TASK REQUIREMENTS:
Look for the line containing "Expected behavior: point out the construction" in the listing below. Retype that line and every subsequent line through the last one, and only those.

*** DATASET ROWS

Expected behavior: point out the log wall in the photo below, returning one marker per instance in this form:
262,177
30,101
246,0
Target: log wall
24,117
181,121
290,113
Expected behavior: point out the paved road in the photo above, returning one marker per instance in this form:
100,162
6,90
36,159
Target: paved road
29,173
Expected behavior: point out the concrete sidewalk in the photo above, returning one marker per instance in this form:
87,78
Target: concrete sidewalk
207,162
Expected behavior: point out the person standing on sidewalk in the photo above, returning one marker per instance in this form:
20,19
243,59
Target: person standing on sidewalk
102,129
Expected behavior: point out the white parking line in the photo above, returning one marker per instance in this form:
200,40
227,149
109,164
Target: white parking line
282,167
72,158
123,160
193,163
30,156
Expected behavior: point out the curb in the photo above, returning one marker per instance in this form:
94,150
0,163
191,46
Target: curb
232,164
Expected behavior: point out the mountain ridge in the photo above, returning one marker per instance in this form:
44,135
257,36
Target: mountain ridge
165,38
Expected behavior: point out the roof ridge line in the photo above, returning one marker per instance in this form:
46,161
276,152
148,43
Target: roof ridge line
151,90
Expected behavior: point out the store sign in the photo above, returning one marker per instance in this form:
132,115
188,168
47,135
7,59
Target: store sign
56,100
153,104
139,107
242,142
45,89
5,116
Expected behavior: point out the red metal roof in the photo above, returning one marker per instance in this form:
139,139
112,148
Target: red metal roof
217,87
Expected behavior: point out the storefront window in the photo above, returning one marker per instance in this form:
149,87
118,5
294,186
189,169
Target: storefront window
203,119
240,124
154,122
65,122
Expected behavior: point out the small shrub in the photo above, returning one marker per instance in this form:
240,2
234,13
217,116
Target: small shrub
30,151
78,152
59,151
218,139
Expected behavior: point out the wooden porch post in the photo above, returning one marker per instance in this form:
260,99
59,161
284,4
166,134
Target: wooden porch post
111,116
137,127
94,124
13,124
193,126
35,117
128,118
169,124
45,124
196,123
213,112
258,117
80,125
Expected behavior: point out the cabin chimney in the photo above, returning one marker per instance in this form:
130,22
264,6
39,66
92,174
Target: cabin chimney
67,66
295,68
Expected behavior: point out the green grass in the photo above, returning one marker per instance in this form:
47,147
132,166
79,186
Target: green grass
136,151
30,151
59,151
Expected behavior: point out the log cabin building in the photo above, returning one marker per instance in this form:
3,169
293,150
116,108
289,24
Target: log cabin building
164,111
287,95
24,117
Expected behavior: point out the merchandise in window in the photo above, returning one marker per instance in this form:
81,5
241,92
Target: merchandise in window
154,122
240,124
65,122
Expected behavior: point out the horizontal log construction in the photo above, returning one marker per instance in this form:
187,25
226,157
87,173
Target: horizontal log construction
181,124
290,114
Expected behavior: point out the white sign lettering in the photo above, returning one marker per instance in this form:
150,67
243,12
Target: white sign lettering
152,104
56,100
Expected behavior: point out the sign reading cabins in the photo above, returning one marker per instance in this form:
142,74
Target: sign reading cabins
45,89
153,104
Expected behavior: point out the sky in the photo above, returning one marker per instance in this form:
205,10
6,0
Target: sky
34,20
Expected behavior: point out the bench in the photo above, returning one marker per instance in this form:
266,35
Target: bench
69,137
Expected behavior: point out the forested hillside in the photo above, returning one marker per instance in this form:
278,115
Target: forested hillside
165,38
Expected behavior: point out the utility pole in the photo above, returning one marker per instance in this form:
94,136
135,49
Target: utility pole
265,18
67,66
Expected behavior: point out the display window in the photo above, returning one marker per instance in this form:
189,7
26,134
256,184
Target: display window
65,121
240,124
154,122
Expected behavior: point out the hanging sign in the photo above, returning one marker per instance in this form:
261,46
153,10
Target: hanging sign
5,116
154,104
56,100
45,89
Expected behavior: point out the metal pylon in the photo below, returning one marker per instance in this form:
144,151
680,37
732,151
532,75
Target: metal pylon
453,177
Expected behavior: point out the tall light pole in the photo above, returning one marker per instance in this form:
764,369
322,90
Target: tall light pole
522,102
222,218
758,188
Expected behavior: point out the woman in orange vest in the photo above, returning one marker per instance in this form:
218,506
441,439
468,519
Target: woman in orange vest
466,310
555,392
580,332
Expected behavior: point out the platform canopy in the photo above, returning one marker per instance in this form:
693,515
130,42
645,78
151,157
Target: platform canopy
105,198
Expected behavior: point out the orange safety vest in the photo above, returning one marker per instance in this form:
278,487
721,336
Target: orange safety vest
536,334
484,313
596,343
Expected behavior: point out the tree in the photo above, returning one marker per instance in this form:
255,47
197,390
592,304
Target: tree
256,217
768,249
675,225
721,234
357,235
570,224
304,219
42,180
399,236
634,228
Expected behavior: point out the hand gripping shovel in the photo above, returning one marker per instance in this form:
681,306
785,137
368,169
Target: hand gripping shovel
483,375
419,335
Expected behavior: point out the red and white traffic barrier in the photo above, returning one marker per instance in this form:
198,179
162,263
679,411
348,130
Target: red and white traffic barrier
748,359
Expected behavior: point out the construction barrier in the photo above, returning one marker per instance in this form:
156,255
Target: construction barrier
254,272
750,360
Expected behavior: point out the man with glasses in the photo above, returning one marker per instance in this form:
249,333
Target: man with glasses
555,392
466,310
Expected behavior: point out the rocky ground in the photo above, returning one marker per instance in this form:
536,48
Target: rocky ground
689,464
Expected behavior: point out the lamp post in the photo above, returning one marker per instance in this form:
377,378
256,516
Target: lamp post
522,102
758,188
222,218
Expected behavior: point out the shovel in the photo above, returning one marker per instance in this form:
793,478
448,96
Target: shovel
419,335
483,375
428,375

******

EXERCISE SOLUTION:
Expected behavior: point out the construction barrier in the photo above, returning one marker per instance in this form:
156,255
Target: construction barrier
254,272
750,360
Expected behavior: point out the man with glasses in the photo above, returning one marker per instance in this form:
249,333
Target: man with glasses
555,392
466,310
Expected behavior: point out the rocky ground in the photo above, returning one marker per instance in this form:
536,48
Target: rocky ground
689,464
Expected behavior: point out the lamp post in the photo above, returning one marker per instance in this form:
377,378
256,516
Target: lamp post
522,102
758,188
222,218
Expected behavior: point out the shovel in the photo above, returning one marker per instance in this form:
793,478
448,96
Target: shovel
419,335
483,375
428,375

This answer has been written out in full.